RECORDS:
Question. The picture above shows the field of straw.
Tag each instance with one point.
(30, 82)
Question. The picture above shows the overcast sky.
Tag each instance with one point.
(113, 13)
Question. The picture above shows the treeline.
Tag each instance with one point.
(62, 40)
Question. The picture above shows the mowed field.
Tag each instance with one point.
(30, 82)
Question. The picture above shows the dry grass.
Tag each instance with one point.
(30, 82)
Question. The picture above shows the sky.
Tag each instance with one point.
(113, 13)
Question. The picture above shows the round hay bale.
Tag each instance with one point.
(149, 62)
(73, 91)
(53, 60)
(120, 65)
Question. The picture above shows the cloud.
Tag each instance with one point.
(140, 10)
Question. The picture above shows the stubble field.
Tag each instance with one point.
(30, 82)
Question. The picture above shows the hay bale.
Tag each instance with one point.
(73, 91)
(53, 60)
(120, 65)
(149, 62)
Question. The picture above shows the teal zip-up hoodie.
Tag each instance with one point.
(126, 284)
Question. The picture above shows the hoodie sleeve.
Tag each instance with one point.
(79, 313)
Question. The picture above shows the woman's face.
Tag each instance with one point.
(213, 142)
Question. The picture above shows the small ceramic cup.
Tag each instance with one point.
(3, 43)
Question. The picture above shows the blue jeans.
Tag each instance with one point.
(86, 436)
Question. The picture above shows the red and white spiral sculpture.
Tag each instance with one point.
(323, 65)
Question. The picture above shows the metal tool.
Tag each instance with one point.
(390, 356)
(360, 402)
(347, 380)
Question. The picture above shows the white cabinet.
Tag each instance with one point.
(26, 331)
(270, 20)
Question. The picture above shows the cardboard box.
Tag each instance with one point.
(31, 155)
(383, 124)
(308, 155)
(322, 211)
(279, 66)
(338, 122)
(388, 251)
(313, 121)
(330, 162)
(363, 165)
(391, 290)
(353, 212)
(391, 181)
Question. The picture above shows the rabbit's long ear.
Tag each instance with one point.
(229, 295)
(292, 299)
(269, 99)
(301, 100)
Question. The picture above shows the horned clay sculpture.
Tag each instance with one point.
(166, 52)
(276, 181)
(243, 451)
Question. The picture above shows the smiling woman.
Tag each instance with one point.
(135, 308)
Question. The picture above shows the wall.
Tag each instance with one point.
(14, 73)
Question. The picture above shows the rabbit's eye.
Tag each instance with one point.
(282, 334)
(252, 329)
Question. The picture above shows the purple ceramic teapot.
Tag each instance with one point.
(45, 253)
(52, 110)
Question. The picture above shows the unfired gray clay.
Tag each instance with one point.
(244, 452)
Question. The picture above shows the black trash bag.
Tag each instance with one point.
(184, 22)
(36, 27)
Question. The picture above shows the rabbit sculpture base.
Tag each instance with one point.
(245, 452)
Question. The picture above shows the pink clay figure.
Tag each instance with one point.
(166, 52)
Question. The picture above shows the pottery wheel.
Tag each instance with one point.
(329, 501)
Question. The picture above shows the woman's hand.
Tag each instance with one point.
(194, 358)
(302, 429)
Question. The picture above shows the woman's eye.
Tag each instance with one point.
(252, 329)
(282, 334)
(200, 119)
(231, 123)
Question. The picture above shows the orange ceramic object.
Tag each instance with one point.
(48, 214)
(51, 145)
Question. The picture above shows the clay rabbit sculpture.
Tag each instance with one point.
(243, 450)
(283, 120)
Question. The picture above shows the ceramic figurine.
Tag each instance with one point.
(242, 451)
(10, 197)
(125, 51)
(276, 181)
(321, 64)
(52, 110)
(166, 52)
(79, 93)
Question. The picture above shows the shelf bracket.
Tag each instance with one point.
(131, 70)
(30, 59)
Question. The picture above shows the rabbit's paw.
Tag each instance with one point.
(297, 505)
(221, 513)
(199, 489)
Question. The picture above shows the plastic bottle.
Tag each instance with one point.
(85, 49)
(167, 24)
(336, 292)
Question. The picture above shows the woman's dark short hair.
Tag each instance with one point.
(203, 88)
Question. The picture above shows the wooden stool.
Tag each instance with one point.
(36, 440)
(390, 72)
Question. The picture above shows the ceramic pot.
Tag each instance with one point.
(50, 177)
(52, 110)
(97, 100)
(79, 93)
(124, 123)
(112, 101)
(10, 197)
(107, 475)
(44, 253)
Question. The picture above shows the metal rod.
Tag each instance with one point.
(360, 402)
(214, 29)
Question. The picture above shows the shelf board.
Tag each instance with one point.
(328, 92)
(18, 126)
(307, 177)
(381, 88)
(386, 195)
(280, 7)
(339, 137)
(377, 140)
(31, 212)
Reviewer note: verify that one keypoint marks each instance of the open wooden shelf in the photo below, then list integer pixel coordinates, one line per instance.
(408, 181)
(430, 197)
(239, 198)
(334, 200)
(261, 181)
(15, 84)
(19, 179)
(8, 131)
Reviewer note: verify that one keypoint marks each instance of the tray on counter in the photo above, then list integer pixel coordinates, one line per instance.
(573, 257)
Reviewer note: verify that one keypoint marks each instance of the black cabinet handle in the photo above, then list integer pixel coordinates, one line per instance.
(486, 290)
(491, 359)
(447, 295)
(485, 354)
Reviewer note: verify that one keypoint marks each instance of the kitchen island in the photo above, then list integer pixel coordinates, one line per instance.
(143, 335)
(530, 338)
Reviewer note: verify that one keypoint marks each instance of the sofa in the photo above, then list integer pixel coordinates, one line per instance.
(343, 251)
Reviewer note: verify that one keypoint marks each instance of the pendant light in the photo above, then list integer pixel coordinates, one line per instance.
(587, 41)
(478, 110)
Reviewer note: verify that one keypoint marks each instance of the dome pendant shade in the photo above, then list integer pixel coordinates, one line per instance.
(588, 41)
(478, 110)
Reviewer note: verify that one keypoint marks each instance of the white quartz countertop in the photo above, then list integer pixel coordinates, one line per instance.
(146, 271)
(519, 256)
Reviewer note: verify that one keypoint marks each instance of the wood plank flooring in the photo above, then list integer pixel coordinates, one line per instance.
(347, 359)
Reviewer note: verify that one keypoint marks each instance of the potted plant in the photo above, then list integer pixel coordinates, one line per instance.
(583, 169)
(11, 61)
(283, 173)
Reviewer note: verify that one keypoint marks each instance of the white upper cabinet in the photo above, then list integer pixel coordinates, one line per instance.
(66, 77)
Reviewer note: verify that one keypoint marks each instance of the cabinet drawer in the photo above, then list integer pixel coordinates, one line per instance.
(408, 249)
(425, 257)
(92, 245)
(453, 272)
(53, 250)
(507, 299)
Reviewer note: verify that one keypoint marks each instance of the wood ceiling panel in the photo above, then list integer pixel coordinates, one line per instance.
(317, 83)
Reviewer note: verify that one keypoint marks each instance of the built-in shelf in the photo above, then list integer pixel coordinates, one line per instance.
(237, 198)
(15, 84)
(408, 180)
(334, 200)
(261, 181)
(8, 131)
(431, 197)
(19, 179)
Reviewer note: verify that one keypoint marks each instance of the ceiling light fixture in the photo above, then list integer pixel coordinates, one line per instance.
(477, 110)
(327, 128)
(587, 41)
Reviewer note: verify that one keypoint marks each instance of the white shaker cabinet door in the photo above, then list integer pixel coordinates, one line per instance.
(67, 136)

EXERCISE OBJECTIVE:
In the listing above, find the line with "Question. The picture above shows the teal" and the line with "Question. The picture above shows the cardboard"; output exactly those lines and all lines between them.

REPLY TO THE TASK:
Question. The picture above shows the teal zip-up hoodie.
Tag each instance with one point.
(126, 284)
Question. The picture above shows the hoodie sleeve.
Tag each instance with one point.
(79, 313)
Question. The picture above shows the woman's face.
Tag each instance with one point.
(213, 142)
Question. The picture above shows the small ceramic cup.
Tag each instance with one point.
(3, 43)
Question. The picture above shows the blue jeans.
Tag each instance with one point.
(86, 436)
Question. The picture above shows the red and white spiral sculpture.
Tag each instance with one point.
(323, 65)
Question. The picture above shows the metal tool.
Tag each instance with one point.
(390, 356)
(360, 402)
(347, 380)
Question. The picture above shows the white cabinet.
Tag each instance with one point.
(26, 331)
(270, 20)
Question. The picture above shows the cardboard box.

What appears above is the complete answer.